Dataset entries »
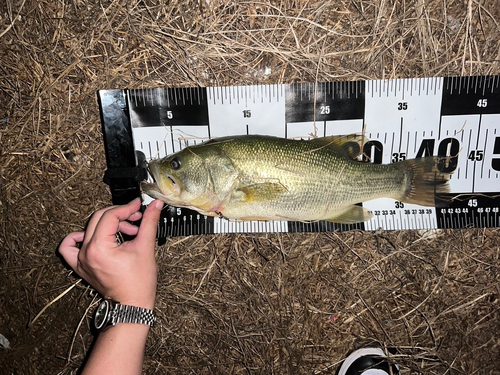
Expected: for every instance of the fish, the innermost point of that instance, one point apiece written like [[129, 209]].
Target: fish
[[259, 177]]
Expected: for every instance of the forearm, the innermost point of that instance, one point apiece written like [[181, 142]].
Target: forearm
[[118, 350]]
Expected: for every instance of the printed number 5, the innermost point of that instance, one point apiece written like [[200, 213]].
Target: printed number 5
[[402, 106]]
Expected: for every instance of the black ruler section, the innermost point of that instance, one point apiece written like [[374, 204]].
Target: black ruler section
[[470, 95], [123, 174], [176, 221], [169, 106], [469, 211], [325, 101]]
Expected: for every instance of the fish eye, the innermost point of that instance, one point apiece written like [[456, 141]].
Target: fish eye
[[175, 163]]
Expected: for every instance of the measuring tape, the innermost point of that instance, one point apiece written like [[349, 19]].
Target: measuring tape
[[403, 119]]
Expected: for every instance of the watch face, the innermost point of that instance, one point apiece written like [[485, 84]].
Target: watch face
[[101, 314]]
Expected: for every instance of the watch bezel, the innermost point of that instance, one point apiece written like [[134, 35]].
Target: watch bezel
[[102, 314]]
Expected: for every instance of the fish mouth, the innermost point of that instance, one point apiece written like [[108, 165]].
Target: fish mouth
[[164, 187]]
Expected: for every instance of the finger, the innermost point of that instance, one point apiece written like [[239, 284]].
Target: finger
[[109, 223], [92, 224], [135, 216], [149, 224], [68, 248], [128, 228]]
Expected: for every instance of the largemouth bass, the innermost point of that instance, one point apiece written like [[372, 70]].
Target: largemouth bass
[[255, 177]]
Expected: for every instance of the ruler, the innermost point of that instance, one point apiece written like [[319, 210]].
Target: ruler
[[457, 117]]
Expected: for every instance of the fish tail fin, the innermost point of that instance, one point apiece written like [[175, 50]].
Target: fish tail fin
[[425, 179]]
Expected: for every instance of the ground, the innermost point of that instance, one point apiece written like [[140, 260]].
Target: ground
[[245, 303]]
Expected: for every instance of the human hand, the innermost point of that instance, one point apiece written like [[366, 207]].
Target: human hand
[[124, 272]]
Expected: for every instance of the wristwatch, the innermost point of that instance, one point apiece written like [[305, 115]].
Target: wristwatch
[[110, 312]]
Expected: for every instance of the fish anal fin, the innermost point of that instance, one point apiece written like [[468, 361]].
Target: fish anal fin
[[351, 144], [353, 215]]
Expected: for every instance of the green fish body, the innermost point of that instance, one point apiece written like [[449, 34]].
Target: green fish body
[[255, 177]]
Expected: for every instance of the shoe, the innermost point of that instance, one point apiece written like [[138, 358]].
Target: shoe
[[367, 361]]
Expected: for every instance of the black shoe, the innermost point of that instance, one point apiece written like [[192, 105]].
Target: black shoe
[[367, 361]]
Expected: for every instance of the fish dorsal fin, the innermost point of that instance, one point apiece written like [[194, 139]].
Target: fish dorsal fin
[[351, 144]]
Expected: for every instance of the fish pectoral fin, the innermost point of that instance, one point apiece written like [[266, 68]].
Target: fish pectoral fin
[[351, 144], [353, 215], [262, 192]]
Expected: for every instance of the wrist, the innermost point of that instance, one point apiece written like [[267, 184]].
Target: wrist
[[110, 313]]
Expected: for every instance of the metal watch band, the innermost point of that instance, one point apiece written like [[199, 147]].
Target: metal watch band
[[134, 314]]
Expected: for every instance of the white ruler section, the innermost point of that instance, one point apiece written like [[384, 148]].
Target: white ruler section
[[404, 115]]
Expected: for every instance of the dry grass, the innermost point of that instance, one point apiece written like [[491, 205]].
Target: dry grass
[[233, 303]]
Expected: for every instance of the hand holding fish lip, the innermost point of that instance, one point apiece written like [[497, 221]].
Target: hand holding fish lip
[[124, 272], [256, 177]]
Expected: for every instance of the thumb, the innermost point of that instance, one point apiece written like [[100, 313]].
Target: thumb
[[149, 223], [68, 248]]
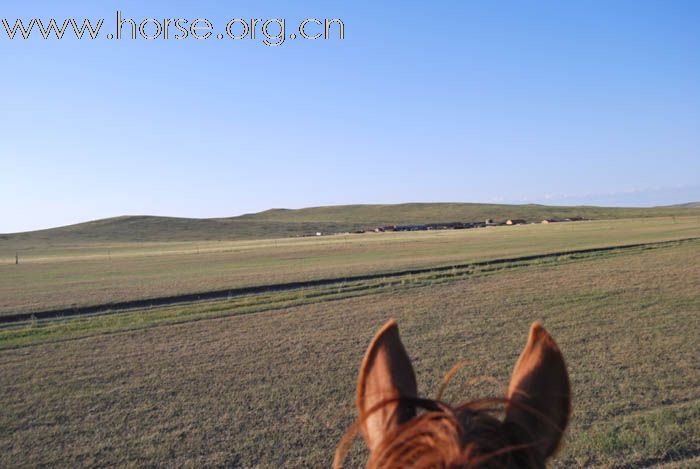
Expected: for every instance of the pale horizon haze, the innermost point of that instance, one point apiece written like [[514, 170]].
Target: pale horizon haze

Task requirements »
Render the records between the lines holding "Expected: for every instance of the ruler, the" and "[[124, 272]]", inclusive, as a JSON list of strings, with one string per line and blank lines left out.

Result below »
[
  "Expected: for every instance of the ruler, the innermost point of that instance, one point apiece written like [[319, 210]].",
  "Target: ruler",
  "[[457, 117]]",
  "Expected: for every instance of the fish tail fin, the innermost point of that instance, one point apiece written like [[175, 50]].",
  "Target: fish tail fin",
  "[[425, 179]]",
  "Expected: for every instance of the ground, the innermost point of that instance, one point apiece written like [[140, 260]].",
  "Target: ground",
  "[[245, 303]]",
  "Expected: for every instance of the human hand, the innermost point of that instance, one point apiece written like [[366, 207]].",
  "Target: human hand",
  "[[124, 272]]"
]